__Information shown__.
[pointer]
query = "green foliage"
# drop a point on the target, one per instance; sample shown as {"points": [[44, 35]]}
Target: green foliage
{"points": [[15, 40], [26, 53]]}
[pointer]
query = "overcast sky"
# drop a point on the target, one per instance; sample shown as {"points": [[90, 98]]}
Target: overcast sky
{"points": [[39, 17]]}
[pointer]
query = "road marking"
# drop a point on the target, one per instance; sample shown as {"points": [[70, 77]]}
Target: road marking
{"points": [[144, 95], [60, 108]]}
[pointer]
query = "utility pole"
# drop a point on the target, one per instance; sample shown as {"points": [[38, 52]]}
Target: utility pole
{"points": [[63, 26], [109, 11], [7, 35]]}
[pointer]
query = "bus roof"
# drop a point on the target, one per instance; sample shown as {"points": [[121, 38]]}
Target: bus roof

__Short task__. Set down the entries above again, word for word.

__Exercise output__.
[pointer]
query = "green foliage"
# drop a point on the target, one per instance; sample shown as {"points": [[44, 35]]}
Target: green foliage
{"points": [[15, 40], [26, 53]]}
[pointer]
query = "overcast sky"
# drop a point on the target, one per instance; sample shown as {"points": [[90, 98]]}
Target: overcast sky
{"points": [[39, 17]]}
[pointer]
query = "road marking"
# drop a point on the target, one per instance; sample shown as {"points": [[70, 77]]}
Target: road marking
{"points": [[144, 95], [60, 108]]}
[pointer]
query = "utility pole"
# drop a point on the target, one per instance; sample shown as {"points": [[38, 52]]}
Target: utility pole
{"points": [[63, 26], [109, 11], [7, 35]]}
[pointer]
query = "bus roof"
# drop a point on the target, one per instance; sample shown as {"points": [[121, 38]]}
Target: bus roof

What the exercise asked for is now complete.